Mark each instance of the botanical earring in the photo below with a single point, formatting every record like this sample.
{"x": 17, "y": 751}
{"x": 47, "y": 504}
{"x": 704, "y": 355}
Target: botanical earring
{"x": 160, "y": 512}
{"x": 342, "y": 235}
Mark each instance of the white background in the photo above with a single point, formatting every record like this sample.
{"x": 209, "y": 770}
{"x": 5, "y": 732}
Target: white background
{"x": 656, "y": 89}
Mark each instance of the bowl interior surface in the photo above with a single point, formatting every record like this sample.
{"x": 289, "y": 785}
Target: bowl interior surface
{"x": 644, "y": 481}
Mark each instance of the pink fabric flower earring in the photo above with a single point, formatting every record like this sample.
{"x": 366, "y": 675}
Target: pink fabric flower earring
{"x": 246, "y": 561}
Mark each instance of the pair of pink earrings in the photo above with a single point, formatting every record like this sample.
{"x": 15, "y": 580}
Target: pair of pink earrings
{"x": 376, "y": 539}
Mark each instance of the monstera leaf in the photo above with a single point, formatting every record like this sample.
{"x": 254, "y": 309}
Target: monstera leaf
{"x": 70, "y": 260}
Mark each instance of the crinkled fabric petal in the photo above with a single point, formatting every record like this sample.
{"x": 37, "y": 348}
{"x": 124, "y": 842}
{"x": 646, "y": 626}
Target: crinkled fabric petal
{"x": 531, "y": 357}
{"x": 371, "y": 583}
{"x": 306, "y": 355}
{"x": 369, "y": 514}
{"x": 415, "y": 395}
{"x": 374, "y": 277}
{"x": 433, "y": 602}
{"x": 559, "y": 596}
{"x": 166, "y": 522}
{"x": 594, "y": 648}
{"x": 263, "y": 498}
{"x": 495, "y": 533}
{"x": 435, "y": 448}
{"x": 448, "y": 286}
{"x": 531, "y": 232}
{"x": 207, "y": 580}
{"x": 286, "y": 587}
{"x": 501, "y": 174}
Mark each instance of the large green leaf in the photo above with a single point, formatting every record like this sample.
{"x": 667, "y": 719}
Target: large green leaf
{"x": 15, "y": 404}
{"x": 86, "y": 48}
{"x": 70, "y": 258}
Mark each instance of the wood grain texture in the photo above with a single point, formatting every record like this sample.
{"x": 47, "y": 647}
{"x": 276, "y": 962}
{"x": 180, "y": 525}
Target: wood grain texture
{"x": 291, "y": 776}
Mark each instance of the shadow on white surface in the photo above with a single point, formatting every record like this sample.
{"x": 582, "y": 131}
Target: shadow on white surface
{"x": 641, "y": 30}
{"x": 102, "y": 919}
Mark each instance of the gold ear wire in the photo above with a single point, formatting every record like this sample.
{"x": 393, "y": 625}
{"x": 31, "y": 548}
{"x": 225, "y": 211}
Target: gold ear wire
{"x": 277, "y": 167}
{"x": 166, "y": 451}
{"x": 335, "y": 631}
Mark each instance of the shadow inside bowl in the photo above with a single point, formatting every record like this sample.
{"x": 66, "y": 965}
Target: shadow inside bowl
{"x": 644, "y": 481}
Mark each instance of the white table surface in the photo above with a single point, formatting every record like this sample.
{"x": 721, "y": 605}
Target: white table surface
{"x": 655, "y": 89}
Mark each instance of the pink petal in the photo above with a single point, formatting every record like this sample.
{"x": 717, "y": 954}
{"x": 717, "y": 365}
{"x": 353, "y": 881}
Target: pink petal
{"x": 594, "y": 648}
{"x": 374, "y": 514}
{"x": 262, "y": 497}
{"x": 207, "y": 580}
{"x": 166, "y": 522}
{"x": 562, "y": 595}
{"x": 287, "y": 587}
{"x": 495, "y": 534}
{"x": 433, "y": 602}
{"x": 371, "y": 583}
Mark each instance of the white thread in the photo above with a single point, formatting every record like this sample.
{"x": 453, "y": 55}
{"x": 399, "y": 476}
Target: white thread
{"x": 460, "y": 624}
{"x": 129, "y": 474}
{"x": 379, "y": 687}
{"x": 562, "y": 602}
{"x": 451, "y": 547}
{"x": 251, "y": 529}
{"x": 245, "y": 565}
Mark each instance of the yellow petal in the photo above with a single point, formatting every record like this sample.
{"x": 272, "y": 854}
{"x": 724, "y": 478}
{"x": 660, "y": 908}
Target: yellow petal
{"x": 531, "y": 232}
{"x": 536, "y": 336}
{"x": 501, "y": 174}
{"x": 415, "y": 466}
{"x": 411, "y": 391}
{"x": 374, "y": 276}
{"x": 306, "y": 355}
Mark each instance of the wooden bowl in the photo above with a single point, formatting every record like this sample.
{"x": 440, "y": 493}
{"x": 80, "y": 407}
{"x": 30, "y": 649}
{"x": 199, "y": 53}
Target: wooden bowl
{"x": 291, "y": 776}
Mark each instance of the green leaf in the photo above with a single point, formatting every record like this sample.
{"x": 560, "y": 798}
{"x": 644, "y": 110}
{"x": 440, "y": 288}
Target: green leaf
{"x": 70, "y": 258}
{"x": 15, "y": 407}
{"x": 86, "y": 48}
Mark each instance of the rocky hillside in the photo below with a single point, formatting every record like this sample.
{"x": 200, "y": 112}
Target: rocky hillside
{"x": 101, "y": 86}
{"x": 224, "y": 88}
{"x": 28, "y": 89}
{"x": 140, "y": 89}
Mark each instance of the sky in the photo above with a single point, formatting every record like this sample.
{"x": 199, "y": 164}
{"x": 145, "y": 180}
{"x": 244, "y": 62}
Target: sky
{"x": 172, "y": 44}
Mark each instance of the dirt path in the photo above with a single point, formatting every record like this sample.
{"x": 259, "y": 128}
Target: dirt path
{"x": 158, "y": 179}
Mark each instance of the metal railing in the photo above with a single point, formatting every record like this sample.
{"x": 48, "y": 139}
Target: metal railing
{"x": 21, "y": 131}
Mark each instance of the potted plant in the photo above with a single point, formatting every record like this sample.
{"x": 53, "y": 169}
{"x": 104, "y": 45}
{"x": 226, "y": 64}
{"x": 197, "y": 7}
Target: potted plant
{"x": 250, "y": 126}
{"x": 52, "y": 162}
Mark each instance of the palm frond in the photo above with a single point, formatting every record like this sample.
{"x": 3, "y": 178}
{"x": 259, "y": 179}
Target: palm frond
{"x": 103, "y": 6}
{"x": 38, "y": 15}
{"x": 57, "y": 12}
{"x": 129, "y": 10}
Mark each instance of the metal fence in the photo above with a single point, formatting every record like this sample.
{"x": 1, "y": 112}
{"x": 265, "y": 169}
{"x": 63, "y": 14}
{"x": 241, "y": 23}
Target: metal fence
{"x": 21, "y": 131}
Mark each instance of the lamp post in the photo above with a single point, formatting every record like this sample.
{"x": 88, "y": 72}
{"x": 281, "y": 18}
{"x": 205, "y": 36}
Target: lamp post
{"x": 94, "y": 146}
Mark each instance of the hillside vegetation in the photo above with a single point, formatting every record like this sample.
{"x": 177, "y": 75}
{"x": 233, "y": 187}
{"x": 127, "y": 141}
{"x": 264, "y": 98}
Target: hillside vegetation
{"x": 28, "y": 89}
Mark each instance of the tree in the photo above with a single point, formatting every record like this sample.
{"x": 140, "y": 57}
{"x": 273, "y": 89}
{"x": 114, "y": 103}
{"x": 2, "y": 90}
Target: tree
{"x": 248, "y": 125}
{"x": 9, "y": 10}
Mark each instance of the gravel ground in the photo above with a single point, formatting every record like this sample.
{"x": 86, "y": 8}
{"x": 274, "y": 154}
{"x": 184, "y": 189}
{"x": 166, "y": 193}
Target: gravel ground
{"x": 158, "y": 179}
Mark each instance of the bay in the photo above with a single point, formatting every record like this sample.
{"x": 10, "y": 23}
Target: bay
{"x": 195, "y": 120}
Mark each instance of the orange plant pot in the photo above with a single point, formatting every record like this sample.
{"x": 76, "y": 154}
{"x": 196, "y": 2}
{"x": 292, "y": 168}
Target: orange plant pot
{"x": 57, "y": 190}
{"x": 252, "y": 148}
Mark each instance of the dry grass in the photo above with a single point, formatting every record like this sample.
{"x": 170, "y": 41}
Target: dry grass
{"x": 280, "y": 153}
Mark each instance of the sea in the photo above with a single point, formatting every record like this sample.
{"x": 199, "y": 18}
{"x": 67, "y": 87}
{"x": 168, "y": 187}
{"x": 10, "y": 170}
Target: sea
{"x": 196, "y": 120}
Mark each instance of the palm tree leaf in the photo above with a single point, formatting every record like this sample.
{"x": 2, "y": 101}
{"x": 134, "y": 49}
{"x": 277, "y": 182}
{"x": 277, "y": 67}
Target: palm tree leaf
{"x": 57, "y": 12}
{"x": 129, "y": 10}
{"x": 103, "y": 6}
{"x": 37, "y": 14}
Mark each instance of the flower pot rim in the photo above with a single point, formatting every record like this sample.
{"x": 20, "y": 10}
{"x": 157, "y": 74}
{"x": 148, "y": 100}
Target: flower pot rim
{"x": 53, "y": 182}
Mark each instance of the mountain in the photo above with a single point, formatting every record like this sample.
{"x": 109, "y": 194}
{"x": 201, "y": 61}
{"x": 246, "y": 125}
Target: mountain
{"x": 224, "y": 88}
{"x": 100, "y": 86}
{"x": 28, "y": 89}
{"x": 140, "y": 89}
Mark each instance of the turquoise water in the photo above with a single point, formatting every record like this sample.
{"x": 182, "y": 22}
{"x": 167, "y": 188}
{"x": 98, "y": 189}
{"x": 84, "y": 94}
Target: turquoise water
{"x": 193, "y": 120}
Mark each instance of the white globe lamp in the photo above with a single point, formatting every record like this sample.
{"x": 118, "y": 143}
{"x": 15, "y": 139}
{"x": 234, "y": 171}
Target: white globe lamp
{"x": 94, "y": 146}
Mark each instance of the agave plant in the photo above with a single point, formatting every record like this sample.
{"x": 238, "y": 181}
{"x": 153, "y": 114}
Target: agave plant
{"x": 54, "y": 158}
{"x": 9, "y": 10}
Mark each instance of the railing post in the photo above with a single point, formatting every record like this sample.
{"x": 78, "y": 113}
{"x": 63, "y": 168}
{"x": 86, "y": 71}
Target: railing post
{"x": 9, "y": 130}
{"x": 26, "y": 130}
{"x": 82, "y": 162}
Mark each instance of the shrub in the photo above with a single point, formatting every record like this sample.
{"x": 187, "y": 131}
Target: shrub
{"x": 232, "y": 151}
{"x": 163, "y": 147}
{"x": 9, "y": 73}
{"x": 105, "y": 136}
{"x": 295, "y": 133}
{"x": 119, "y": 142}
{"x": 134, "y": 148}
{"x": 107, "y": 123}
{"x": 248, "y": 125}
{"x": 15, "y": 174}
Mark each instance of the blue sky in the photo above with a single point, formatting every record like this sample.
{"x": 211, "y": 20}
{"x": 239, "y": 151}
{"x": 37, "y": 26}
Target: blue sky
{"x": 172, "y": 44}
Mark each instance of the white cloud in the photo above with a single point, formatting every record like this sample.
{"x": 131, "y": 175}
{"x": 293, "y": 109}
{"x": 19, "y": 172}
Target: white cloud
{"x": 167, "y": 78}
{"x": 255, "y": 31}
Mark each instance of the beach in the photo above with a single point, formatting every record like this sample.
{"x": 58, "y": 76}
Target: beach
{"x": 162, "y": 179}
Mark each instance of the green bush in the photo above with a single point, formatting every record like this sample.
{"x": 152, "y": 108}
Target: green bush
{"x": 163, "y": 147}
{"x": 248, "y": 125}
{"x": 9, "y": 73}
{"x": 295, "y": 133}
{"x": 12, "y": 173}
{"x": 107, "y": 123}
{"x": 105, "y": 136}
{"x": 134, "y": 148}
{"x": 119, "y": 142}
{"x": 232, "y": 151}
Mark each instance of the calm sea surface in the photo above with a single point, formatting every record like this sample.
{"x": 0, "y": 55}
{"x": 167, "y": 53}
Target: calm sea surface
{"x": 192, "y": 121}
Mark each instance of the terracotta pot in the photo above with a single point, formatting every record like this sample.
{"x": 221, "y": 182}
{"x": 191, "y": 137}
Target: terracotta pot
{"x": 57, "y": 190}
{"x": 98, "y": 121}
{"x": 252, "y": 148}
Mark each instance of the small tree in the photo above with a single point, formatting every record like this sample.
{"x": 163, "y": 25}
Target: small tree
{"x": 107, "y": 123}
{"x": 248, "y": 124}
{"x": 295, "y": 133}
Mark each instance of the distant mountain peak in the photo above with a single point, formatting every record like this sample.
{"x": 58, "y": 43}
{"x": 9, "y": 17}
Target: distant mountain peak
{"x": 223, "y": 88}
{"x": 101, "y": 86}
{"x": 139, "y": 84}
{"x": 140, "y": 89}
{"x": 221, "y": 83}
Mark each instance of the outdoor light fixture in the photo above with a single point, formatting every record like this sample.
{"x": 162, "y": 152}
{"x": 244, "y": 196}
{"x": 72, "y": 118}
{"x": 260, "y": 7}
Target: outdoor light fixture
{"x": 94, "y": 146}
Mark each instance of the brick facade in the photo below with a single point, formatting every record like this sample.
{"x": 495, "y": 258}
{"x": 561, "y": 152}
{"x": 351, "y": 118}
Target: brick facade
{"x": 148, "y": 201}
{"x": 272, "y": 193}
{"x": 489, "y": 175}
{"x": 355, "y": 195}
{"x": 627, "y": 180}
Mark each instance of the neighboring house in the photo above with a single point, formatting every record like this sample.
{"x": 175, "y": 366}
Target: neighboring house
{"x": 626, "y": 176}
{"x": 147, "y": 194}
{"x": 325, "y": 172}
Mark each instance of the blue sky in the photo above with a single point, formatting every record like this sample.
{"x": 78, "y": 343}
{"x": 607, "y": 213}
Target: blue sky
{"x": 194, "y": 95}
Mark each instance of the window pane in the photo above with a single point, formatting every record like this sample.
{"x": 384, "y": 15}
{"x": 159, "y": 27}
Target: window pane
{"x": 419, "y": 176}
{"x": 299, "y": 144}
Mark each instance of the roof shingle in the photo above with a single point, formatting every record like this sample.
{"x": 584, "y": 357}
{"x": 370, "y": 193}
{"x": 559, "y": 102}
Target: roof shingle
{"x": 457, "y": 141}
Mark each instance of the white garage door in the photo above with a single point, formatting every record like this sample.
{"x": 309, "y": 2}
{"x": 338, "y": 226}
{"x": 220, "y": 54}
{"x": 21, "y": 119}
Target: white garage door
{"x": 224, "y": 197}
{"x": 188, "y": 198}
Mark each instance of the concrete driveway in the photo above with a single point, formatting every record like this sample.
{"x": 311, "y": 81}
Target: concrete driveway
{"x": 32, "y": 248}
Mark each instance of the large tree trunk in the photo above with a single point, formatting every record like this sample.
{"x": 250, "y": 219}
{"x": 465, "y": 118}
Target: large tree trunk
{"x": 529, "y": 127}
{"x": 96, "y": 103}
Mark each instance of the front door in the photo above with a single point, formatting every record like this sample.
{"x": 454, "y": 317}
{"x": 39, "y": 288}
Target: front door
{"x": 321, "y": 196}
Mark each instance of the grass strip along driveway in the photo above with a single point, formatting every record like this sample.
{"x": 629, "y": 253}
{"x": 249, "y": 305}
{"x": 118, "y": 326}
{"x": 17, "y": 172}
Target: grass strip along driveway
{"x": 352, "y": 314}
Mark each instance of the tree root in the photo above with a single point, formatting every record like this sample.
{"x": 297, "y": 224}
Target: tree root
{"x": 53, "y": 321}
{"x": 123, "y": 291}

—————

* PROBLEM DESCRIPTION
Give again only the lines starting at the one that contains "Mark each instance of the front" and running to the end of the data.

* ANSWER FOR THIS EXERCISE
Mark each instance of the front door in the photo above with a single point, formatting every record like this sample.
{"x": 454, "y": 317}
{"x": 39, "y": 288}
Target: front door
{"x": 321, "y": 196}
Mark each instance of the grass strip along driveway in the photo above with a single point, formatting every record like this sample.
{"x": 629, "y": 253}
{"x": 249, "y": 305}
{"x": 118, "y": 326}
{"x": 17, "y": 172}
Target: grass strip along driveway
{"x": 352, "y": 314}
Mark each instance of the tree root in the photo above with a single point, formatting every record like this sample.
{"x": 297, "y": 224}
Target: tree root
{"x": 53, "y": 321}
{"x": 123, "y": 291}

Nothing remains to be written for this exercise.